RECORDS PROVIDED ->
—————

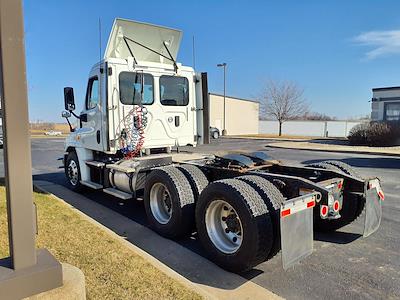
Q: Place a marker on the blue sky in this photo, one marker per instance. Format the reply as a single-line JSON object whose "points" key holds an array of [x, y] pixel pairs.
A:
{"points": [[335, 50]]}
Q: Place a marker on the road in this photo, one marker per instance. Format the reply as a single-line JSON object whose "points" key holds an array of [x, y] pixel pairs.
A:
{"points": [[343, 265]]}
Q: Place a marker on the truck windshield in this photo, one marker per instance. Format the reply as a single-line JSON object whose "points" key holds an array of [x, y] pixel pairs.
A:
{"points": [[174, 90], [130, 88]]}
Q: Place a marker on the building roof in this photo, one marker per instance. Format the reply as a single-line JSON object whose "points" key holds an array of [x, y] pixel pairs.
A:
{"points": [[236, 98], [389, 88]]}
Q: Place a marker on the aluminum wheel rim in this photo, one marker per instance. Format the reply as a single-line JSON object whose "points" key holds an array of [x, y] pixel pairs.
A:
{"points": [[220, 216], [160, 203], [73, 173]]}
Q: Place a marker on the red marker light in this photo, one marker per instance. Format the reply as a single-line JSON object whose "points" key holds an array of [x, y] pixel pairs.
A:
{"points": [[336, 205], [285, 212], [340, 185], [324, 210]]}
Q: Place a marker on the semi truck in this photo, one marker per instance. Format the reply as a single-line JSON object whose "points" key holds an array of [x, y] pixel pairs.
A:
{"points": [[142, 106]]}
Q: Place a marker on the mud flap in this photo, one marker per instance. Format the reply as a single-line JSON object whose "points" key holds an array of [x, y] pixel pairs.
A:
{"points": [[373, 207], [297, 232]]}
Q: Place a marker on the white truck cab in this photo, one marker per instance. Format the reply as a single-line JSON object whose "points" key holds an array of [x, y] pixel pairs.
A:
{"points": [[140, 69]]}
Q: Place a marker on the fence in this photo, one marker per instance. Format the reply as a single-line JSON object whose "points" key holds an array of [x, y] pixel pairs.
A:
{"points": [[308, 128]]}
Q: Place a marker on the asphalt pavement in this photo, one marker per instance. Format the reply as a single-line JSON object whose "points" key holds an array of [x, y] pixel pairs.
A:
{"points": [[343, 265]]}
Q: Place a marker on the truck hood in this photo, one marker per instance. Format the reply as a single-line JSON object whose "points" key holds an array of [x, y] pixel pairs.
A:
{"points": [[148, 35]]}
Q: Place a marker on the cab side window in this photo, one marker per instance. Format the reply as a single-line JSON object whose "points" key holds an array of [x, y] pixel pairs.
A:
{"points": [[92, 94]]}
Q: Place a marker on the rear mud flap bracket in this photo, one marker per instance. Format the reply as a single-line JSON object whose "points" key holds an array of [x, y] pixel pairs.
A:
{"points": [[296, 224]]}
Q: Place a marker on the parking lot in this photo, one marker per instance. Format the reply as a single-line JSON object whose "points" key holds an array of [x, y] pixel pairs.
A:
{"points": [[343, 265]]}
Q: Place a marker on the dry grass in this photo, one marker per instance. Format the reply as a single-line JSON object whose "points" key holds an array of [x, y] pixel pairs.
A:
{"points": [[112, 271]]}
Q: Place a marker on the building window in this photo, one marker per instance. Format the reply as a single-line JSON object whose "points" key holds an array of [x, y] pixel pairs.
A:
{"points": [[392, 111], [174, 90]]}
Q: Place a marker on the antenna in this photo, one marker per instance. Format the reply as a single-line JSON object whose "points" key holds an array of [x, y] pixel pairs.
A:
{"points": [[194, 57], [99, 39]]}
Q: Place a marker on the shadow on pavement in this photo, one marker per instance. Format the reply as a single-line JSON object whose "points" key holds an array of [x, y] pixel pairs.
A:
{"points": [[337, 237], [367, 162], [330, 142]]}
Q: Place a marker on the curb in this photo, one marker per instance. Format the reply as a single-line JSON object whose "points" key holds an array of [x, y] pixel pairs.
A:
{"points": [[337, 151], [244, 290]]}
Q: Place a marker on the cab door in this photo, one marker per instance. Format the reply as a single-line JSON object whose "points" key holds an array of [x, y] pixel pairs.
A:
{"points": [[172, 116], [91, 116]]}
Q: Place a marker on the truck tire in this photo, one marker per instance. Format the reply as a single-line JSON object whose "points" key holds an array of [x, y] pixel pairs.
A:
{"points": [[349, 211], [198, 181], [169, 202], [273, 199], [234, 225], [73, 173]]}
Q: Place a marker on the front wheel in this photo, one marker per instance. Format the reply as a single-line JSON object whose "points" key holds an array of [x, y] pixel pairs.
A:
{"points": [[73, 172]]}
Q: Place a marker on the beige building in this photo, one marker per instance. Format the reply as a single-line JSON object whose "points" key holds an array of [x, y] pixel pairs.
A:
{"points": [[241, 114], [385, 104]]}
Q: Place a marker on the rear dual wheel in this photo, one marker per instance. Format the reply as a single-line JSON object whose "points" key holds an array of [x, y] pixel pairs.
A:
{"points": [[169, 199], [234, 225]]}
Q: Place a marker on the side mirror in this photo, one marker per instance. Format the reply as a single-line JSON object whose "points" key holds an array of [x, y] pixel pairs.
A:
{"points": [[69, 101], [66, 114]]}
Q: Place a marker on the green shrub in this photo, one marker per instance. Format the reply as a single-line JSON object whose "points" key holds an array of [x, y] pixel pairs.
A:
{"points": [[375, 134]]}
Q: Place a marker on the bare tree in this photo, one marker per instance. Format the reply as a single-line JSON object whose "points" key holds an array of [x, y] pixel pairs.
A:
{"points": [[283, 101]]}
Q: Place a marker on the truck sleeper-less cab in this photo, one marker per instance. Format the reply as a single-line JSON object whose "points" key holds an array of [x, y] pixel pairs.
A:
{"points": [[140, 104]]}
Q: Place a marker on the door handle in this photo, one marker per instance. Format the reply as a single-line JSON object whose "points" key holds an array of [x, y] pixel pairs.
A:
{"points": [[177, 121], [83, 117]]}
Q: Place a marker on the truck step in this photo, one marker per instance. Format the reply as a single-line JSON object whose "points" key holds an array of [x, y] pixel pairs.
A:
{"points": [[118, 193], [94, 163], [92, 185], [119, 168]]}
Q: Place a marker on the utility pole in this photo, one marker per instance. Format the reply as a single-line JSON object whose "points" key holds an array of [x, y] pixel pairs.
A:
{"points": [[27, 271], [224, 66]]}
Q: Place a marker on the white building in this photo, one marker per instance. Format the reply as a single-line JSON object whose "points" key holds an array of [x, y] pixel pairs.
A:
{"points": [[386, 104], [241, 114]]}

—————

INSTRUCTIONS FOR THE TASK -> Give the entries again, exactly and in full, with no image included.

RESPONSE AREA ->
Q: Place a marker on the blue sky in this photo, one marker per instance. Format the reply as a single-line JSON object whose "points" key holds an array of [x, y] pixel pairs.
A:
{"points": [[335, 50]]}
Q: Place a marker on the road in this photo, one marker per instance. Format the reply as a single-line JSON object whose "points" key holds an array of [x, y] pixel pairs.
A:
{"points": [[343, 265]]}
Q: Place a marker on the truck windshield in this photo, one marker per instance. Format the reply as a single-line JSON object whose "points" key holds an array of [x, y] pixel pairs.
A:
{"points": [[174, 90], [130, 88]]}
Q: Place a marker on the building roof in this photo, one marker per instance. Format the reply as a single-line JSON object whose "points" key holds an array of [x, y] pixel pairs.
A:
{"points": [[236, 98], [389, 88]]}
Q: Place a marker on the aluminum wheel rim in this photo, one marker per instance. Format the reply as a single-line JSON object whose "points" key holds an array of [x, y] pixel pairs.
A:
{"points": [[220, 216], [160, 203], [73, 173]]}
Q: Place a marker on the red marker light in this photo, one marker per instance. Format the reply as a single-line JSON object whose "points" key holds an array of [x, y] pixel pairs.
A:
{"points": [[336, 205], [285, 212], [340, 185], [324, 210]]}
Q: Place a marker on the semi truck in this photo, one marker per instance. Format the reply as a single-line JSON object whose "points" key holds an array of [x, y] pixel pairs.
A:
{"points": [[142, 106]]}
Q: Place a marker on the mud flap in this photo, one marker per instance. Format the reply as a single-line JSON object whose "points" key holds an array of [x, y] pixel pairs.
A:
{"points": [[373, 207], [297, 232]]}
Q: Place a marker on the white truck cab in this photo, one marker per instance. Format the reply as a single-line JSON object whose "points" key holds an array of [x, y] pixel pairs.
A:
{"points": [[140, 69]]}
Q: Place a marker on the fence in this photo, one marker per instance. Format the reply as a single-line JSON object whose "points" key holds an array of [x, y] pixel pairs.
A:
{"points": [[308, 128]]}
Q: Place a marker on the asphalt pavement in this photo, one marker per instance. Format the reply as a single-line JSON object whose "points" key holds an array of [x, y] pixel pairs.
A:
{"points": [[343, 265]]}
Q: Place a marker on the truck hood in this photo, one marker per instance. Format the reply as a single-line JSON object whose "points" key holds an array of [x, y] pixel pairs.
A:
{"points": [[148, 35]]}
Q: Place a marker on the cab side window in this photo, one marker per instance. Format the reply as a single-line JSON object whose "points" key holds an array of [x, y] pixel pairs.
A:
{"points": [[92, 94]]}
Q: Place a marker on the rear mud flap bracket in this photo, one marker per instance. Format the reply as a single-line JSON object whose "points" key holds an array of [x, y] pixel pairs.
A:
{"points": [[296, 224]]}
Q: Place a marker on the parking lot in this photo, one marker per instance. Format the reply as a single-line JSON object whose "points" key holds an array of [x, y] pixel pairs.
A:
{"points": [[343, 265]]}
Q: Place a marker on the dry grass in this photo, one marker per instance. Format the reply as a single-line JSON object whose "points" key holds an array of [x, y] pixel pairs.
A:
{"points": [[112, 271]]}
Q: Place a marker on the building window in this photo, one marker per instance. Format the reply as a single-line JSON object whose "points" key holds an array of [x, y] pixel pairs.
A:
{"points": [[392, 111], [174, 90]]}
Q: Place a marker on the antenna in this photo, one marker per instance. Format the reply as a single-line JSON object whose "points" key holds an array of [x, y] pixel pairs.
A:
{"points": [[194, 57], [99, 39]]}
Q: Place a marker on the shadow on pavement in this photo, one marker per instance. Format the reply as a single-line JSON object whose "points" key holds an array of [x, y] pixel pairs.
A:
{"points": [[337, 237], [367, 162], [330, 142]]}
Q: Place a marker on the curb in this photo, one marker per instance. Format the reply as a single-line JSON object whose "points" key holds an array of [x, y] pixel pairs.
A:
{"points": [[337, 151], [244, 290]]}
Q: Place a marker on the cab door in this photo, one marker per instance. Format the reply as a single-line JSON object whose "points" key holds an array of [x, y] pixel pairs.
A:
{"points": [[172, 116], [91, 116]]}
Q: Place a marker on the truck tire in this photo, one marker per instance. Format the reply as a single-line JSON object whose "points" key holds an array of [x, y] pixel pairs.
A:
{"points": [[349, 211], [198, 181], [169, 202], [273, 199], [234, 225], [73, 173]]}
Q: Place a marker on the front wheel in this photo, one marker per instance. Format the reply as a single-line JSON object whose "points" key holds an array of [x, y] pixel pairs.
A:
{"points": [[73, 172]]}
Q: Place a marker on the beige building in this photo, one marker per instance. Format the reply as a single-line JSON object whose "points" key holds an array of [x, y] pixel pairs.
A:
{"points": [[241, 114], [385, 104]]}
Q: Place a marker on the rear dual wheel in this photo, one marker per instance. Format the reply as a single-line JSON object whose "points" key holds an array of [x, y] pixel pairs.
A:
{"points": [[169, 199], [234, 225]]}
Q: Place a marker on the side mirror in this photo, one marker per instance. Format the reply as a single-line JSON object whose "points" key holds an array of [x, y] pixel pairs.
A:
{"points": [[69, 101], [66, 114]]}
Q: Place a marker on the green shrub in this photo, one marker per instance. Format the reply as a single-line JSON object whose "points" key holds an array of [x, y] pixel pairs.
A:
{"points": [[375, 134]]}
Q: Place a marker on the bare tree in this photo, one marker per instance. Format the reply as a single-line JSON object whose "points" key holds an array of [x, y] pixel pairs.
A:
{"points": [[283, 101]]}
Q: Place a marker on the truck sleeper-less cab in this photo, one marker per instance. Format the reply as a single-line JSON object whose "points" key holds an array of [x, y] pixel pairs.
A:
{"points": [[140, 104]]}
Q: Place a marker on the door handle in this photo, one marker per instance. Format the reply as a single-line JSON object whose "points" key holds an array of [x, y] pixel pairs.
A:
{"points": [[177, 121], [83, 117]]}
Q: Place a marker on the truck step in this photo, one marker per instance. Format the reply as a single-line JSON object whose "points" key holds an array of [x, y] pixel pairs.
A:
{"points": [[118, 193], [94, 163], [92, 185], [119, 168]]}
Q: Place a marker on the utility pole in this photo, one marker per instance. Format the reply as a single-line JSON object whose "points" key holds an array of [x, y] pixel pairs.
A:
{"points": [[27, 271], [224, 66]]}
Q: Place a marker on the white building in this photo, one marker per instance. Format the reply as a single-line JSON object whose "points" key holds an array of [x, y] pixel pairs.
A:
{"points": [[386, 104], [241, 114]]}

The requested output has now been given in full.